- [Problem set]:
[a] Set down word for word the passage of the article on International Students' Day that begins at the words "Frederik Rajkovic looks" and stops after the words "occupation in Prague.".
[b] Using the article on International Students' Day, say whether each statement agrees with it, answering yes or no and quoting the words of the article that decide it: (i) Jan Opletal died on the night he was shot. (ii) At the 16th of November meeting in Berlin, the Nazis decided to close all Czech universities for the following three years. (iii) All of the students arrested and sent to Sachsenhausen were eventually released.

- [Text shown]:
▬▬▬▬▬▬
Frederik Rajkovic looks into the origins of International Students’ Day. A day celebrated in honour of students who were suppressed on this day, 17th November, back in 1939 by the Nazi Party during the occupation in Prague.
Do you know what today is? It’s International Students’ Day! Have you ever heard about it? If you are curious about the story behind this commemorative day, which speaks to the critical effects of student activism, please read along.
Everything began on the 28th of October 1939. On this day, Czech students organised a demonstration against German occupation on the 21st anniversary of the Czechoslovak Declaration of Independence, which had been established on the same day just 21 years prior in 1918. After March 1939, Czechoslovakia had been divided between Protectorate of Bohemia and Moravia, which was occupied by Nazi Germany, and Slovak State, which was under a fascist puppet government. This event was held by students of the Faculty of Medicine of Charles University. Protesting students were quickly overshadowed as they were immediately met with oppression by Order Police and armed units of SS.
As a result of the suppression tactics of Nazi police, baker, Vaclav Sedlacek (22-years-old), was shot and killed that very night. Additionally, a student of medicine, Jan Opletal (24-years-old), was shot by police and suffered from several injuries, which he endured for two weeks prior to ultimately succumbing to his extensive injuries and passing away on the 11th of November. Four days later, Opletal’s funeral was attended by thousands of students, and the event sparked another anti-Nazi demonstration.
In retaliation against the students for utilizing their human right to protest, Nazi’s met on the 16th of November in Berlin and ultimately decided to close all Czech universities for the following three years. Between the nights of 16th and 17th of November, nine leaders who had spearheaded the student organisation efforts were executed. Another 1200 students were then arrested and transferred to Sachsenhausen concentration camp where they were held for a significant amount of time. Thirty-five of these students died while in custody and the remainder were finally released between late 1942 and early 1943.
▬▬▬▬▬▬
Collected data
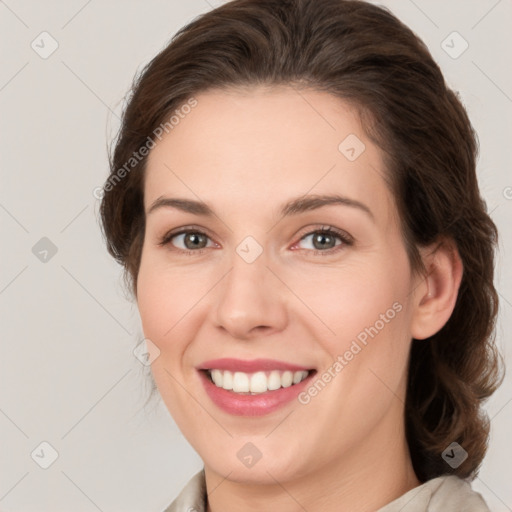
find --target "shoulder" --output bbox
[377,475,490,512]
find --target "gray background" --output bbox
[0,0,512,512]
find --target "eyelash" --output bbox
[158,226,354,256]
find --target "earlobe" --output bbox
[411,239,463,339]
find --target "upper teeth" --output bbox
[209,369,309,393]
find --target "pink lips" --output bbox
[197,359,316,416]
[197,358,311,373]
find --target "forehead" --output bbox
[144,86,392,224]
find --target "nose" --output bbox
[214,252,288,340]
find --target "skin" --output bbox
[137,87,462,512]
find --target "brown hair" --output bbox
[101,0,501,481]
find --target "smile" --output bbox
[207,369,309,395]
[196,359,316,416]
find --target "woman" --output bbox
[101,0,499,512]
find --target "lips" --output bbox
[197,359,316,416]
[197,358,311,373]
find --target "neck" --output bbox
[205,408,420,512]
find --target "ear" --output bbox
[411,239,463,340]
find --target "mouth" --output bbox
[196,359,317,416]
[203,368,314,395]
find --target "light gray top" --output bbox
[164,469,490,512]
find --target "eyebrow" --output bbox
[147,194,375,221]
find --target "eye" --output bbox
[294,227,353,253]
[159,229,213,251]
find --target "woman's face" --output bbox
[137,87,424,482]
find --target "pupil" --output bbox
[185,233,204,249]
[314,234,332,249]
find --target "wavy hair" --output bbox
[100,0,501,481]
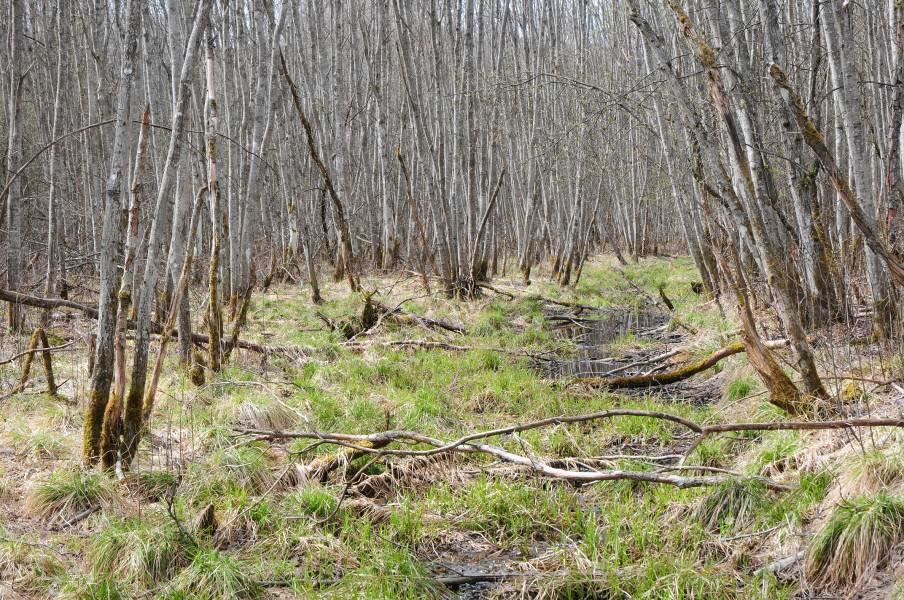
▬▬▬▬▬▬
- [Written responses]:
[a]
Frederik Rajkovic looks into the origins of International Students’ Day. A day celebrated in honour of students who were suppressed on this day, 17th November, back in 1939 by the Nazi Party during the occupation in Prague.

[b]
(i) No: "which he endured for two weeks prior to ultimately succumbing to his extensive injuries and passing away on the 11th of November"
(ii) Yes: "decided to close all Czech universities for the following three years"
(iii) No: "Thirty-five of these students died while in custody"